# Assigned task A
From the article on holiday crowds in New York, reproduce the passage starting with "Shawn Hicks, 26, a" and going on through "was necessarily just.".
# Assigned task B
In the article on holiday crowds in New York, what did the improv group use in 2010 to split a footpath in two?
# Assigned task C
Using the article on holiday crowds in New York, explain why Shawn Hicks doesn't think complaining about holiday pedestrians is necessarily fair.

# Exercise text
....

Every year at this time, Bronx-born Macy's shoe salesman Henry Vega said he has to double down on his resolve to manoeuvre pavements full of shopping-bag carrying, picture-taking, map-holding tourists.
"I tell them, 'New York is a fast-paced town; we get up in the morning and we get on the go, and 24 hours isn't enough'," said Vega, 54, as he noshed on a slice of pizza, standing, between shifts. "They tell me, 'You guys are always in a rush'."
Vega's trick for navigating the holiday-time footpaths of New York?
"I already know I'm going to zigzag," he said. "Sometimes I walk in the street."
But tourists say it's no walk in the park for them, either.
Joanie Micksy, 47, was visiting New York with her 17-year-old daughter Sarah last week from their home in Greenville, Pennsylvania, when she received a not-so-gentle reminder that she was in somebody's way.
"She just said, 'Excuse me,' but in a totally snotty way," Micksy said as she waited at a Times Square intersection to look up directions on her phone. "She said it like I got in her way on purpose. Like that was my goal when I got up this morning."
In 2010, an improv group disguised as city transportation workers used chalk to divide a footpath in two, leaving the right lane open for speed-walking New Yorkers, and the left for picture-taking tourists. The video went viral.
At Rockefeller Centre, site of the 23m Christmas tree, companies with offices in the building each year urge their employees to avoid the outdoors when exiting during the nationally televised tree lighting earlier this month - suggesting they escape to the subway system via an underground concourse level.
Shawn Hicks, 26, a courier from Brooklyn who works in Manhattan, said that while complaining about the ambulatory annoyances of the holiday season was every New Yorker's right, he didn't think it was necessarily just.
"If you're touring another country, what are you going to do?" he asked of his fellow locals. "So it'll take you 10 seconds longer, so what?"
But Moran dismissed the Kumbaya approach and suggested tourists take note before venturing into the concrete jungle.
"Watch the locals," he said. "Learn from the locals."

....

# Data
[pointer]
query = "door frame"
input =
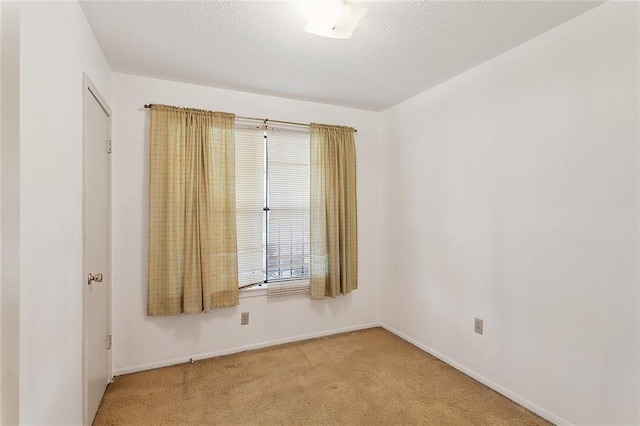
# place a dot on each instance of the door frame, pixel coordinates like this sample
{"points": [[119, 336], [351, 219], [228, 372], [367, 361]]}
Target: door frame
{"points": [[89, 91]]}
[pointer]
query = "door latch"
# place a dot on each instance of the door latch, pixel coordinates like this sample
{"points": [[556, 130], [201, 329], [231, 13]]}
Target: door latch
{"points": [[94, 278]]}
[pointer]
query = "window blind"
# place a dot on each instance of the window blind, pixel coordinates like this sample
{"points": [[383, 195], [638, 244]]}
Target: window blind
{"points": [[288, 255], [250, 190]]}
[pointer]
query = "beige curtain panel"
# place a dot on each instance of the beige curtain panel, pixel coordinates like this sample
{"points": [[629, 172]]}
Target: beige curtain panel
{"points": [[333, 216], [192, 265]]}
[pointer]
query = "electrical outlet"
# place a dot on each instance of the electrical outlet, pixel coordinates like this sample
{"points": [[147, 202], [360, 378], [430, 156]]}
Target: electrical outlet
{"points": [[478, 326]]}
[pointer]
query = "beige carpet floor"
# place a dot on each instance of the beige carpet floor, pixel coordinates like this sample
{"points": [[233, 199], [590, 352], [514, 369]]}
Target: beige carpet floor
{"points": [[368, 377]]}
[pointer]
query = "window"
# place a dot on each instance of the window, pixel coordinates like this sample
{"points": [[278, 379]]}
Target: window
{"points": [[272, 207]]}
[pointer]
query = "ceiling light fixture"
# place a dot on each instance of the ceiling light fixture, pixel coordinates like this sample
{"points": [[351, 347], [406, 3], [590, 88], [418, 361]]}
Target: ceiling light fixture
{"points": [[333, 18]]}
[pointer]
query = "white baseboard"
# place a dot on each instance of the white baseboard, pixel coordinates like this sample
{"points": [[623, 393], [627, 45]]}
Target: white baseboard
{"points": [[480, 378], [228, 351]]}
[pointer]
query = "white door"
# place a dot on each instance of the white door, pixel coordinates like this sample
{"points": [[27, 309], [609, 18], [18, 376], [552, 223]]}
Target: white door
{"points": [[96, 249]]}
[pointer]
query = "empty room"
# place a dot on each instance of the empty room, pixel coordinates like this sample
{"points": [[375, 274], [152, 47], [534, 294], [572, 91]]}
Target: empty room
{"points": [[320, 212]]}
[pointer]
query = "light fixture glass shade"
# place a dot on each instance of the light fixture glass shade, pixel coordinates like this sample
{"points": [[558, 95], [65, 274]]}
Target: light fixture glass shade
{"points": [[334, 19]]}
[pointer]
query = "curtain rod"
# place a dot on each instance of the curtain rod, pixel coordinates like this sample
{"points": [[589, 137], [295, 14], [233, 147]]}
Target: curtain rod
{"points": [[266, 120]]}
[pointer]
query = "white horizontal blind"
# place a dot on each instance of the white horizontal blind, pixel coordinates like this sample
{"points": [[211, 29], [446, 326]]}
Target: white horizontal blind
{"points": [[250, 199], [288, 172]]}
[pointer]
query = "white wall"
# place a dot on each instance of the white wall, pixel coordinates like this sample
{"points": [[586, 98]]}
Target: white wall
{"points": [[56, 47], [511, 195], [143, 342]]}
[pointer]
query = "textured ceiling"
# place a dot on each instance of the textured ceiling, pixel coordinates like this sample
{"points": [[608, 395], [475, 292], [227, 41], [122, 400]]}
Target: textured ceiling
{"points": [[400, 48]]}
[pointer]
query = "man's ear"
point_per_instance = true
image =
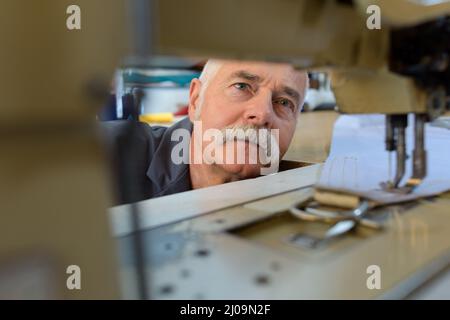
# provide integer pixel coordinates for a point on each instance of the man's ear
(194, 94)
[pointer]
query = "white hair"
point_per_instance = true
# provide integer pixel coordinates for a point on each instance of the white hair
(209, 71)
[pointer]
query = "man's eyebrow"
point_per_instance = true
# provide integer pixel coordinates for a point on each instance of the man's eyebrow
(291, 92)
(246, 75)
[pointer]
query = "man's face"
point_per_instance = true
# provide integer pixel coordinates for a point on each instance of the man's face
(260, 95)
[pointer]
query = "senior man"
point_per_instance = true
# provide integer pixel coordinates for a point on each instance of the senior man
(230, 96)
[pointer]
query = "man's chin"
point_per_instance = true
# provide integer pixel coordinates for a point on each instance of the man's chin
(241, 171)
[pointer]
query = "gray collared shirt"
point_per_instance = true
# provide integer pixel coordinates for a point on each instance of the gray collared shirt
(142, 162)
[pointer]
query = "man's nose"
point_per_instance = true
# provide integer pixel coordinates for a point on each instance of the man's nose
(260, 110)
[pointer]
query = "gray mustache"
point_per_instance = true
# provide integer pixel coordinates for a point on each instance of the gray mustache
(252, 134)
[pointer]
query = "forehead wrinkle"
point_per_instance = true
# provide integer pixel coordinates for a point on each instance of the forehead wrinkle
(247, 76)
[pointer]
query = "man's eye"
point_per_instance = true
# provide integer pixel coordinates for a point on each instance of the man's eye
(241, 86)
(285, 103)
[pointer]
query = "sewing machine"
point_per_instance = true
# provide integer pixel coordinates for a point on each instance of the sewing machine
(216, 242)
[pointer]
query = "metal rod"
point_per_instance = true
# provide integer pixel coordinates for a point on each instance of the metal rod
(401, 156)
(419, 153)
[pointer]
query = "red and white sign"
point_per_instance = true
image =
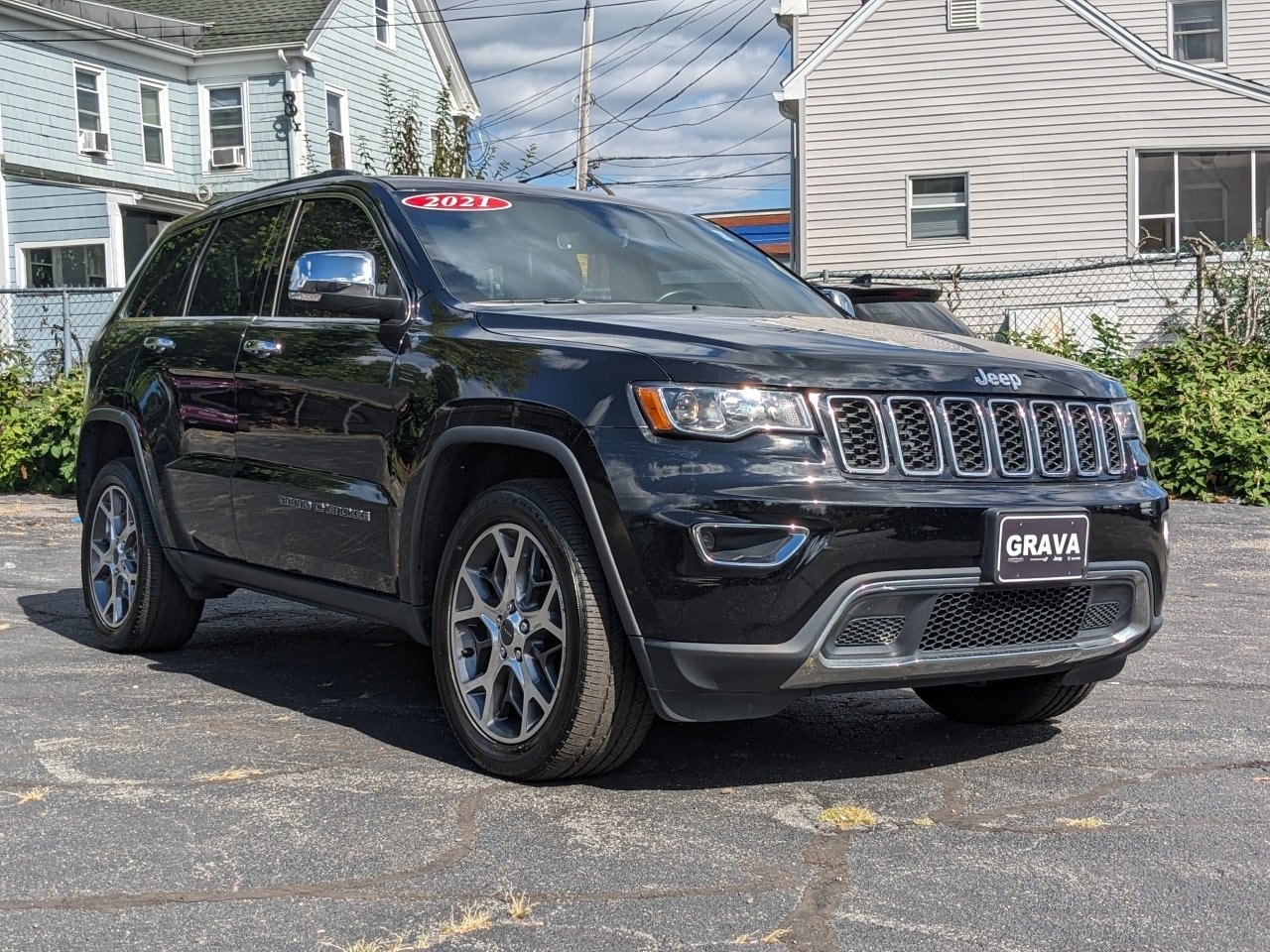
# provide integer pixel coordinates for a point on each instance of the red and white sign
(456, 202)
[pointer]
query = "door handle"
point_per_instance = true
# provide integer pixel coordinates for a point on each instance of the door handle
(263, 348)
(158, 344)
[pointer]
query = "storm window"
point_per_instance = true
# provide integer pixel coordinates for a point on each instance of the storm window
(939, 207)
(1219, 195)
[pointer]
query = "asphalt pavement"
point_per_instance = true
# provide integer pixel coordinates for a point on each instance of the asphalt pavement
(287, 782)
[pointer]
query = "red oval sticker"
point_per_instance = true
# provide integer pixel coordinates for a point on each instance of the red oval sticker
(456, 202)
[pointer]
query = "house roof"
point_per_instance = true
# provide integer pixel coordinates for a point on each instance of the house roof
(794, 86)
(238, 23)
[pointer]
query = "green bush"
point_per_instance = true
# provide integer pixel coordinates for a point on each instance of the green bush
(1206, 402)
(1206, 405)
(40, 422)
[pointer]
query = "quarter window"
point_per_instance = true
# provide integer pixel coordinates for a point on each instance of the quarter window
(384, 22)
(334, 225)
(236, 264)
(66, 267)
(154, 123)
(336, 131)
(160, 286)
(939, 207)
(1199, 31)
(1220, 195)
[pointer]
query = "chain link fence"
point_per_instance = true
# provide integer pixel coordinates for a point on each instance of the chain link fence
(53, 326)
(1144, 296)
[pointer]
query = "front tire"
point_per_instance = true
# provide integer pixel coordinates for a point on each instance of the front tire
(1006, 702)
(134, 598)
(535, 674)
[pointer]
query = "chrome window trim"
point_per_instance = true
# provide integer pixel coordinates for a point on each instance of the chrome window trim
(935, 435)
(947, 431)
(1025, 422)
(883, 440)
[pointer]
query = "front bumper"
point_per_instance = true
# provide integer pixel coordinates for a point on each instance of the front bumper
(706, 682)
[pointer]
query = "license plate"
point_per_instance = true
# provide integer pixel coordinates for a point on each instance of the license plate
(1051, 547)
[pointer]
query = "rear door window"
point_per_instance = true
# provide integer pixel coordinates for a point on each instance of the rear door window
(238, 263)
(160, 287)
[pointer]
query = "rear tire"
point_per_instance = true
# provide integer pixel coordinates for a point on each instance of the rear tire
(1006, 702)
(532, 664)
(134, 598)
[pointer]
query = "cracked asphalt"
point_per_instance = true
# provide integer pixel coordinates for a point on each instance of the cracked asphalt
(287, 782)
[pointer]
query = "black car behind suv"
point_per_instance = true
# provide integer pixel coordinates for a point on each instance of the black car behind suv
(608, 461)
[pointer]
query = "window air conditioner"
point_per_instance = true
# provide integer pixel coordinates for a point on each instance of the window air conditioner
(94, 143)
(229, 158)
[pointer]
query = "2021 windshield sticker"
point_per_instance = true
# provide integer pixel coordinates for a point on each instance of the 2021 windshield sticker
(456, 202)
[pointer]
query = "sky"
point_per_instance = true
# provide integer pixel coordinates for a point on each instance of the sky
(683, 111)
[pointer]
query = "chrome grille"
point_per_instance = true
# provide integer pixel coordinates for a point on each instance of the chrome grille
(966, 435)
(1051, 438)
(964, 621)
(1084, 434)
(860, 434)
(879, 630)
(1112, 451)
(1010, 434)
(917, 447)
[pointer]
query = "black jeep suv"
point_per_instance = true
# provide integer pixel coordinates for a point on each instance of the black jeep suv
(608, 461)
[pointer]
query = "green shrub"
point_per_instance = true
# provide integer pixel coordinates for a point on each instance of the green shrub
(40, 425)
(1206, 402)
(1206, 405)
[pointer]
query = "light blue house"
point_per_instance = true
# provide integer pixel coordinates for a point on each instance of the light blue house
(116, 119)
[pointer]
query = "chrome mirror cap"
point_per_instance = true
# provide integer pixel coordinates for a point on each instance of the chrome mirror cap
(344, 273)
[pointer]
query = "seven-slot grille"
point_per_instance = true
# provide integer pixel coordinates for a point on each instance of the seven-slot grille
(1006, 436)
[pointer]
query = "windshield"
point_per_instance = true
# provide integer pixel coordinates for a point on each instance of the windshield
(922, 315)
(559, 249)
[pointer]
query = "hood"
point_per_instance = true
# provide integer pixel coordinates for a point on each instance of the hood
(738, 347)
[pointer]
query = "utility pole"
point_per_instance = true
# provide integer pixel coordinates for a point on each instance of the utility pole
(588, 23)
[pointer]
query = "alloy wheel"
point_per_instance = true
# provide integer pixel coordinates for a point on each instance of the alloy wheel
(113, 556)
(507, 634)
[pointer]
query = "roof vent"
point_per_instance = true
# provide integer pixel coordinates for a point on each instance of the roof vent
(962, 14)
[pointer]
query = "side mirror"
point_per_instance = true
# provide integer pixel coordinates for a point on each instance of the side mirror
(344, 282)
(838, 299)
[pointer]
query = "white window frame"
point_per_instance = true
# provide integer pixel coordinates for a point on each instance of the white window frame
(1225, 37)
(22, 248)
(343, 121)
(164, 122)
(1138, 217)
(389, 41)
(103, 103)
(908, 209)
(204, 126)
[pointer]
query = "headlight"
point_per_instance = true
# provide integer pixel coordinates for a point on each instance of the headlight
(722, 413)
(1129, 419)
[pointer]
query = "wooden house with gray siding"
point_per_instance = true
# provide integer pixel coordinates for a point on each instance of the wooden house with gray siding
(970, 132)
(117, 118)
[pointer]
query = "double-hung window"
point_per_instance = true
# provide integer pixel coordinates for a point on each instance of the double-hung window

....

# Written reply A
Shawn Hicks, 26, a courier from Brooklyn who works in Manhattan, said that while complaining about the ambulatory annoyances of the holiday season was every New Yorker's right, he didn't think it was necessarily just.

# Written reply B
Chalk.

# Written reply C
Hicks asks his fellow locals what they would do if they were touring another country. He also says the crowds make them only about 10 seconds slower.